▸ Goal of the exercise:
Reproduce the records below in their entirety, character for character.

▸ Pointing dataset records:
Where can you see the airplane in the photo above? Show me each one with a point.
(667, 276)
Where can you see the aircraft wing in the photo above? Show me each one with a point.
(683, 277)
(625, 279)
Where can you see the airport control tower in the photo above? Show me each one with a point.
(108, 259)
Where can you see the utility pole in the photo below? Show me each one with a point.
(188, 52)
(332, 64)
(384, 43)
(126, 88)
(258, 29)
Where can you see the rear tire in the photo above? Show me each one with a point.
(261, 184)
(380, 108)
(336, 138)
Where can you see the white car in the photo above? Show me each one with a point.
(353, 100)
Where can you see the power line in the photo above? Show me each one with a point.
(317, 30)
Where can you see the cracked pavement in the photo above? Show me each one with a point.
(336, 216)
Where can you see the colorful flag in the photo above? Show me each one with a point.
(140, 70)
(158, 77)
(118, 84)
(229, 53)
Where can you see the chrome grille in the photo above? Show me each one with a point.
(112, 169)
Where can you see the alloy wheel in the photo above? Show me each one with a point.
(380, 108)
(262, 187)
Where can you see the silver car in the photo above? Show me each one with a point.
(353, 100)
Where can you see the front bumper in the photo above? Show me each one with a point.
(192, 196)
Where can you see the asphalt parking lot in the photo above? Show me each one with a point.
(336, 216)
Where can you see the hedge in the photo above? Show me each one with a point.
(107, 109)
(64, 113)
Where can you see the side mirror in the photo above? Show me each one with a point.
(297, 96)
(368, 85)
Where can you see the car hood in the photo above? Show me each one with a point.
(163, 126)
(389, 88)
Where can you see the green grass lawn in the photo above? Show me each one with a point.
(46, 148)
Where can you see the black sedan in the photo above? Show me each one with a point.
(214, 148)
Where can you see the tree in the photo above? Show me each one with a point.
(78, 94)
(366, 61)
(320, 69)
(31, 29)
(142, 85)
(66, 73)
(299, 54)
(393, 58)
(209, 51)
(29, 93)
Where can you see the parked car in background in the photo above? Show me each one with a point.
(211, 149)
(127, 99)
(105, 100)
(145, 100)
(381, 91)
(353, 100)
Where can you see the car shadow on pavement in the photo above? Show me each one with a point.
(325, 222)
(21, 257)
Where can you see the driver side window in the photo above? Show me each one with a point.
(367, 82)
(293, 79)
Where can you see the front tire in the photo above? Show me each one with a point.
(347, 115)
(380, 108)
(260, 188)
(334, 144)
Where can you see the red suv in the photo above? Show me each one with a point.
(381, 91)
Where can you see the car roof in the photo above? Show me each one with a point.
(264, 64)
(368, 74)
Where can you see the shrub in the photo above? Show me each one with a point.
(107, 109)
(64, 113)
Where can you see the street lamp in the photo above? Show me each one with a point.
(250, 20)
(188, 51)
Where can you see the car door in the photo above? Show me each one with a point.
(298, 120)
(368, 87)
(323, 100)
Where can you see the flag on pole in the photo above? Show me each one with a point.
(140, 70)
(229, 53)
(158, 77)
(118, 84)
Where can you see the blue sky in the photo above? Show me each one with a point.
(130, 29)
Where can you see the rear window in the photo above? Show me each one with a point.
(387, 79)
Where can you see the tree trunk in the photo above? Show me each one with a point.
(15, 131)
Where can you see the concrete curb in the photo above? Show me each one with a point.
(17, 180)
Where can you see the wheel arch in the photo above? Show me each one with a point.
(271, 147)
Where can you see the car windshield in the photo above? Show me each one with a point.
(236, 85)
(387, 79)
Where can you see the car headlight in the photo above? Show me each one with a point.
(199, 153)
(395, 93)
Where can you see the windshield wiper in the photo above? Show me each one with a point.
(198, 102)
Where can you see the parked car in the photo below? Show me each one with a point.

▸ Exercise solution:
Where can you see the airplane in the photo above? Show me each one with a point.
(667, 276)
Where can you see the aircraft wing in the photo above? Show me each one with a point.
(683, 277)
(625, 279)
Where can you see the airport control tower in the photo above? Show me each one with a point.
(108, 259)
Where can you see the utility pole in the photo below? Show me each one with a point.
(188, 52)
(332, 64)
(384, 43)
(126, 88)
(258, 29)
Where can you see the rear tire in the photo above? Show me each one with a point.
(261, 184)
(380, 108)
(336, 138)
Where can you see the white car in the photo above? Show me each one with a point.
(353, 100)
Where can you see the power line in the photo above? Show me each one with a point.
(317, 30)
Where can you see the cracked pavement in the photo above? Show me each one with a point.
(336, 216)
Where can you see the colorful flag in the photo above? Show me each one with a point.
(140, 70)
(158, 77)
(118, 84)
(229, 53)
Where can you see the chrome grille in the photo above? Show me each one with a point.
(112, 169)
Where can you see the alloy wheel in the photo above? Show me each one with a point.
(380, 108)
(262, 187)
Where can you see the silver car in the photo above? Show me each one with a point.
(353, 100)
Where can you see the front bumper in the photo above? Show me each one with a point.
(192, 196)
Where can you see the asphalt parking lot in the photo above? Show me each one with a point.
(336, 216)
Where can you see the hedge in the photo above? Show me each one with a point.
(107, 109)
(64, 113)
Where can you see the side mirror in the photo above? Show me each one with a point.
(297, 96)
(368, 85)
Where can you see the car hood in the photo above? Show me each one with a point.
(163, 126)
(389, 88)
Where can you see the green grass lawn in the photo above? Show me each one with a point.
(46, 148)
Where can you see the black sedan in the photo above? Show me each one with a point.
(214, 148)
Where can you see the tree in the photo above? Show me each one with a point.
(78, 94)
(366, 61)
(320, 69)
(31, 29)
(142, 85)
(66, 73)
(299, 54)
(393, 58)
(209, 51)
(29, 93)
Where can you see the parked car in background in the photo above? Show me each one with a point.
(211, 149)
(127, 99)
(105, 100)
(145, 100)
(381, 91)
(353, 100)
Where can you see the car shadow on pavement in the photo above? Show me each one with a point.
(325, 222)
(21, 257)
Where can you see the driver side window in the photo above? Show me each one with a point.
(367, 82)
(293, 79)
Where can you see the front tire in the photo above? Show me each one with a point.
(347, 115)
(380, 108)
(260, 188)
(334, 144)
Where can you see the red suv in the photo above? Show me each one with a point.
(381, 91)
Where can you see the car roof in the photo above? Show me each one with a point.
(264, 64)
(368, 74)
Where can you see the shrub in the photo above? Show me each one with a point.
(107, 109)
(64, 113)
Where can you see the street lamp in the photo above? Show me each one with a point.
(250, 20)
(188, 51)
Where can you see the car door in the photo above? Show me each one with a point.
(298, 120)
(368, 87)
(323, 100)
Where can you see the flag on pole in the photo above? Show me each one with a point.
(140, 70)
(229, 53)
(158, 77)
(118, 84)
Where can you see the blue sky in the photo above? Show me each one with a point.
(130, 29)
Where can you see the rear window in the photo above? Show me each one with a point.
(387, 79)
Where can you see the tree trunk in the photo above? Show me each one with a point.
(15, 131)
Where can you see the concrete curb in the photo above? Show me each one with a point.
(17, 180)
Where can you see the wheel arch in the photo above? Show me each one with a point.
(271, 147)
Where can you see the car windshield in the photo above? Show me each one with a point.
(236, 85)
(387, 79)
Where can you see the car headlight in the photo above? Show me each one with a point.
(199, 153)
(395, 93)
Where can you see the windshield wiper in the photo above? Show me each one with a point.
(198, 102)
Where can you see the parked car in the photo below? Show me each one with a point.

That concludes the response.